Referring expression data
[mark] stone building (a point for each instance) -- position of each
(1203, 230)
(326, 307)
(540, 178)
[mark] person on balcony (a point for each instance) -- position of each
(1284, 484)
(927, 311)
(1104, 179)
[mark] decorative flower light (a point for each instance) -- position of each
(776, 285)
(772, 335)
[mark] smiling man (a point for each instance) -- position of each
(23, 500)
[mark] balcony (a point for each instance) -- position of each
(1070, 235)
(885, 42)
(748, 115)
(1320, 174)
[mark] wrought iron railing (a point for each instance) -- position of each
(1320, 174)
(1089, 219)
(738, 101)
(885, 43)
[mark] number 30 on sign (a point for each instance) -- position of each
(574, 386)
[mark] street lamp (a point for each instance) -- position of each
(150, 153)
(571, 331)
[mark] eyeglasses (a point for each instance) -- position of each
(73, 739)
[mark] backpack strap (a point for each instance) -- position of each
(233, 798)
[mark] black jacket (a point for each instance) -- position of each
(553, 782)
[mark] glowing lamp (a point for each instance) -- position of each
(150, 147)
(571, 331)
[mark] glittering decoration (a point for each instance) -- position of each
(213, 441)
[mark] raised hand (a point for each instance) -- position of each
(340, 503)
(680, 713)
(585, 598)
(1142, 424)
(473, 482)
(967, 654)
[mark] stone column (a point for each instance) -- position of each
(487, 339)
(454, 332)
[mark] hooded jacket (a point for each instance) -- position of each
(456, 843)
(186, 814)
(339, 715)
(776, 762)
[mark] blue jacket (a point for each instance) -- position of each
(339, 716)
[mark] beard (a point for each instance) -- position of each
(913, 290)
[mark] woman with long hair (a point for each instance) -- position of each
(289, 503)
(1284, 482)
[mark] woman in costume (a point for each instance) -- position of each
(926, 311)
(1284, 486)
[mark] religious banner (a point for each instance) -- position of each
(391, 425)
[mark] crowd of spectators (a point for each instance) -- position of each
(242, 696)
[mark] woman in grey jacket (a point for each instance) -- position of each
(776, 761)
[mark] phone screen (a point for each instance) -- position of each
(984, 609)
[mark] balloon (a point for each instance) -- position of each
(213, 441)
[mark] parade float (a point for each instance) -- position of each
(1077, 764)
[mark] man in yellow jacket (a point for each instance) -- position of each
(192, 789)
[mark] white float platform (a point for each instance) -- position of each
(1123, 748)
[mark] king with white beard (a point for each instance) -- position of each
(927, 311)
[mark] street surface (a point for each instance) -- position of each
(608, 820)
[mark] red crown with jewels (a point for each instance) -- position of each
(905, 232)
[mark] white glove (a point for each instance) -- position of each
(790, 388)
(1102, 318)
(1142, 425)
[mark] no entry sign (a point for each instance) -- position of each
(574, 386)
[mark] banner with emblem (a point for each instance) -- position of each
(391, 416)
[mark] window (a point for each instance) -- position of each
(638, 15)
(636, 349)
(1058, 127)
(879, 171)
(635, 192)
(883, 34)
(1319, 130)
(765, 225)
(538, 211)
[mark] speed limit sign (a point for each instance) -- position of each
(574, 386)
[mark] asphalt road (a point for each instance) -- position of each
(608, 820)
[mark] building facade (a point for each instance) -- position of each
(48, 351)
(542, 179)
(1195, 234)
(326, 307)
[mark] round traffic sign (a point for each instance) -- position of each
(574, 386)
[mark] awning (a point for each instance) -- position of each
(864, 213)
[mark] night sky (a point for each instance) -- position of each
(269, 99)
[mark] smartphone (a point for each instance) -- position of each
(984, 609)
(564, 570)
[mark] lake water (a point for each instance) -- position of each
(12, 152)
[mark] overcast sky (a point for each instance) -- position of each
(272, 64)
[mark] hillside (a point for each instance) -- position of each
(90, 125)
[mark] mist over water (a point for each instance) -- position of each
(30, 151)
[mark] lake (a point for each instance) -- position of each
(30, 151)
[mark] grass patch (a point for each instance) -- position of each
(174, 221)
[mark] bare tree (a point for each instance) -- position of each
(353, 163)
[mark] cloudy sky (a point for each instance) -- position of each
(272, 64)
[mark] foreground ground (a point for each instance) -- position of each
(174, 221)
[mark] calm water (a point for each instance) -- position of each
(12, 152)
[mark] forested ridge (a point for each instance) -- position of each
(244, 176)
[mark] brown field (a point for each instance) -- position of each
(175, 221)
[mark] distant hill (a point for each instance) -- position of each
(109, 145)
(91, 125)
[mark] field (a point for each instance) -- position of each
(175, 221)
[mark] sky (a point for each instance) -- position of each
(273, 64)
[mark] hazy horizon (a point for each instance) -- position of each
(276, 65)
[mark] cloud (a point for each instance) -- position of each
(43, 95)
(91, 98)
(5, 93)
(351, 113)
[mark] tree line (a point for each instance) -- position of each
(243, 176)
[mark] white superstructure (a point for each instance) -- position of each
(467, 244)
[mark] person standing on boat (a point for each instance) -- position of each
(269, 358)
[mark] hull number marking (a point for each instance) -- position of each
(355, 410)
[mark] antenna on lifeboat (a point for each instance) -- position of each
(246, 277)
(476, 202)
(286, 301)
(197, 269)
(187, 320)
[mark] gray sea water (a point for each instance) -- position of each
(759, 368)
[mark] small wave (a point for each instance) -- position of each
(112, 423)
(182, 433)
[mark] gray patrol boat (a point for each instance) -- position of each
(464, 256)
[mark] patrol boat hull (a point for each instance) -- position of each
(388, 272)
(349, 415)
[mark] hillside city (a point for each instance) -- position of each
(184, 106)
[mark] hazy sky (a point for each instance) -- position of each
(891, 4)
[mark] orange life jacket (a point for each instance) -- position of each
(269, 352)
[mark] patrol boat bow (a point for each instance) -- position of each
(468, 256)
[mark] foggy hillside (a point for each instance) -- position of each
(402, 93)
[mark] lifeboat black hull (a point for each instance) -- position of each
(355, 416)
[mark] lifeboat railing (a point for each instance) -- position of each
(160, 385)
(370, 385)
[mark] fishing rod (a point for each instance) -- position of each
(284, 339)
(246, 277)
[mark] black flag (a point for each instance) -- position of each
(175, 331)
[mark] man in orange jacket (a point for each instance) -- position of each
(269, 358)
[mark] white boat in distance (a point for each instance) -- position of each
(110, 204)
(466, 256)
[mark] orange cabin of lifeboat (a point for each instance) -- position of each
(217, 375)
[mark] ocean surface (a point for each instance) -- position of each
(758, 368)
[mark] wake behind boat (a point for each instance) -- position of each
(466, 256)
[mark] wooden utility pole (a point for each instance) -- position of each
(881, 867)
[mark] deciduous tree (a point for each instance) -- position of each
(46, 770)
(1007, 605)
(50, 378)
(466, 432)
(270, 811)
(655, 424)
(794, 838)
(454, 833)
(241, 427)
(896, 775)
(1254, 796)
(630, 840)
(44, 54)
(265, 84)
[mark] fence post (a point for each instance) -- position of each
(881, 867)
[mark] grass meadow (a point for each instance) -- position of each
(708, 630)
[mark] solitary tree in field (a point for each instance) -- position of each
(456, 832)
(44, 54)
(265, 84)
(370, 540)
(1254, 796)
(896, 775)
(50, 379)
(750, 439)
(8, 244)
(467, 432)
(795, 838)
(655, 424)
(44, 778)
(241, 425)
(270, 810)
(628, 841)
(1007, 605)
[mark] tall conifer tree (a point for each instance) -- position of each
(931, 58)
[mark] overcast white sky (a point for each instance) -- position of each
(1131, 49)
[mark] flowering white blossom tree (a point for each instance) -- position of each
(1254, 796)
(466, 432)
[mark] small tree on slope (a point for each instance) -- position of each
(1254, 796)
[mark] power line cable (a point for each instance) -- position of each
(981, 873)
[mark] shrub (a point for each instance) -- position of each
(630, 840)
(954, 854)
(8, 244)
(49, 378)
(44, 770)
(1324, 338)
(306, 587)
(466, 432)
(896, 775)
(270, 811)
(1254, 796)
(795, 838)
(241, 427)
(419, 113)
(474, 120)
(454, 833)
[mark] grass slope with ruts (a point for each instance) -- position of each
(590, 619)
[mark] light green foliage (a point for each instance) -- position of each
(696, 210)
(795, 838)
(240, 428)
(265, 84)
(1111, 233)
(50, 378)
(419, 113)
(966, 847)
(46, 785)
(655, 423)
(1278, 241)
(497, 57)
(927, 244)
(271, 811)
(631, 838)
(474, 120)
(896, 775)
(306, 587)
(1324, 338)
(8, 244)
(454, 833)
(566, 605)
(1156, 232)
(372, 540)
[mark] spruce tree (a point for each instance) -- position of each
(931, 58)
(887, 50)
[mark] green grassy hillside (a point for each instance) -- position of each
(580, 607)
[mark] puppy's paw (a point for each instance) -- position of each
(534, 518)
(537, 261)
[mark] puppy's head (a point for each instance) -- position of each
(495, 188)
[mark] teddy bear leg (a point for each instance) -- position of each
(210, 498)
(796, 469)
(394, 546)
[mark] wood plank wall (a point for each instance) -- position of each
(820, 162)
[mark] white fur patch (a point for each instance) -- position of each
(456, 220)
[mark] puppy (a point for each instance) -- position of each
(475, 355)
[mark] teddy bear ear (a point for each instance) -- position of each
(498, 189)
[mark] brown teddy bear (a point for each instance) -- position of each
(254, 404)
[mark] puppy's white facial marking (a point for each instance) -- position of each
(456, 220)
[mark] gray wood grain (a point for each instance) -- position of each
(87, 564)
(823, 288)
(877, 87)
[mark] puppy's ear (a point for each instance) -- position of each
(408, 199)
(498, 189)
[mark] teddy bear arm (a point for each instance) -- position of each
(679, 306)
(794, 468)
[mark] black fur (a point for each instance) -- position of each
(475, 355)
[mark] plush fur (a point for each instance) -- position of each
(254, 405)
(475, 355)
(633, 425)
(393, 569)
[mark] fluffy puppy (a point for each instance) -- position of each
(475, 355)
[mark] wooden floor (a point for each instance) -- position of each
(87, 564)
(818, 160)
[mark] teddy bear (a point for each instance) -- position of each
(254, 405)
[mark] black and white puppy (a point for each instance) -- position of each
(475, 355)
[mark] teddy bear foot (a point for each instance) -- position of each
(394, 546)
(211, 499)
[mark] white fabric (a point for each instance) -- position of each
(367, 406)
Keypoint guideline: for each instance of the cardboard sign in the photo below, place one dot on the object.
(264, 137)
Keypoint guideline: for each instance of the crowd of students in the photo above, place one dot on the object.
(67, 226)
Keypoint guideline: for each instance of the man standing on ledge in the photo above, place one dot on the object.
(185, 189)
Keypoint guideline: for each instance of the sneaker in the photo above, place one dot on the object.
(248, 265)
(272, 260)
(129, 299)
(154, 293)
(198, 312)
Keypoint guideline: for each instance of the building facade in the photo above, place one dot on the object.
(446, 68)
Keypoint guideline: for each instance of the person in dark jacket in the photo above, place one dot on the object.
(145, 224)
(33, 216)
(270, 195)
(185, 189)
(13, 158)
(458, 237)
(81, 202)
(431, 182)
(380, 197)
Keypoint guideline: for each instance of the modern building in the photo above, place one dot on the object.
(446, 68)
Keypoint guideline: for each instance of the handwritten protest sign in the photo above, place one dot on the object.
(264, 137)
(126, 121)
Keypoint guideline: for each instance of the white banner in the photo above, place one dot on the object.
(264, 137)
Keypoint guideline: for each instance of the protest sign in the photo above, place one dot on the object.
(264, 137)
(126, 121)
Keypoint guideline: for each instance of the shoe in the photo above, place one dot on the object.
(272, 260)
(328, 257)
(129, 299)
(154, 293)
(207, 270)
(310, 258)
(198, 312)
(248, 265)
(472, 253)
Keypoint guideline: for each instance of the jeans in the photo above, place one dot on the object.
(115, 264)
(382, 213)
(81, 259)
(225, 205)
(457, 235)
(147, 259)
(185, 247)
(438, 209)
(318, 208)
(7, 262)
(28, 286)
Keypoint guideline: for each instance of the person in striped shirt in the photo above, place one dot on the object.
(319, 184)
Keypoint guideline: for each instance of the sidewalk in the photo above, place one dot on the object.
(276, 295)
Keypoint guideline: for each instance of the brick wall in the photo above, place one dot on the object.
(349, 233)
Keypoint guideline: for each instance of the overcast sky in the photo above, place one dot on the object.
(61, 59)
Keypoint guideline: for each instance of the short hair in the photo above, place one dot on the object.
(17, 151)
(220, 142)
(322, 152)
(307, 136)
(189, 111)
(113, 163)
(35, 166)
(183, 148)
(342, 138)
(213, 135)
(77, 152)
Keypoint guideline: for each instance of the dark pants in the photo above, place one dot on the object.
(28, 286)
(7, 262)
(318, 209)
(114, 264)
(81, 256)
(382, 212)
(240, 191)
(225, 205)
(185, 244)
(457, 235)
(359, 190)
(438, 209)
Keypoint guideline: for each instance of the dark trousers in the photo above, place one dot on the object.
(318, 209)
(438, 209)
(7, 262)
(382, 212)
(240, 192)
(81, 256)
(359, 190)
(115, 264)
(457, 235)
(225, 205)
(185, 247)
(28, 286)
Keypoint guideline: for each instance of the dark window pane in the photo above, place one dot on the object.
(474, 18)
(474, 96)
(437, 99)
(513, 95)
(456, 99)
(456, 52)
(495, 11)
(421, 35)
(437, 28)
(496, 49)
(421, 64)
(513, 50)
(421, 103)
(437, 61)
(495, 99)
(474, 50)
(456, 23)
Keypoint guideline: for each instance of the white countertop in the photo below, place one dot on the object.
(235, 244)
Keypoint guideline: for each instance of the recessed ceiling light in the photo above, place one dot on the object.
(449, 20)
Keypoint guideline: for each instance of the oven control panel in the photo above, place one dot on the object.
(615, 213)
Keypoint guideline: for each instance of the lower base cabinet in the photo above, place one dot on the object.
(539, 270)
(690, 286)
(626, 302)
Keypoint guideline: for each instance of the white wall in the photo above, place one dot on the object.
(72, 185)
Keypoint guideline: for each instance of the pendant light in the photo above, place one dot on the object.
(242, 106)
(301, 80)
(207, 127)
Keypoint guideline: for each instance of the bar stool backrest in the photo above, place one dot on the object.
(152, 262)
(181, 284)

EXERCISE DESCRIPTION – Transcribe the records above exactly, but only from the line that contains "Keypoint guideline: for each instance of the oven" through their final line, inclusive.

RESULT OF THE EXERCISE –
Keypoint guideline: for each instance of the oven control panel in the photo above, place one dot on the object.
(615, 213)
Keypoint guideline: for each instance of the lower base cabinet in the photo above, place one dot on the object.
(539, 270)
(690, 286)
(626, 302)
Keypoint guideline: for each instance of the white wall in the photo above, place one dot on the object.
(72, 185)
Keypoint guideline: for each instance of the pendant light in the photo above, place one dot on the object.
(242, 106)
(301, 80)
(207, 127)
Keypoint guideline: for each instance of the bar stool backrest in the photo above, place one dot on the object.
(152, 262)
(181, 284)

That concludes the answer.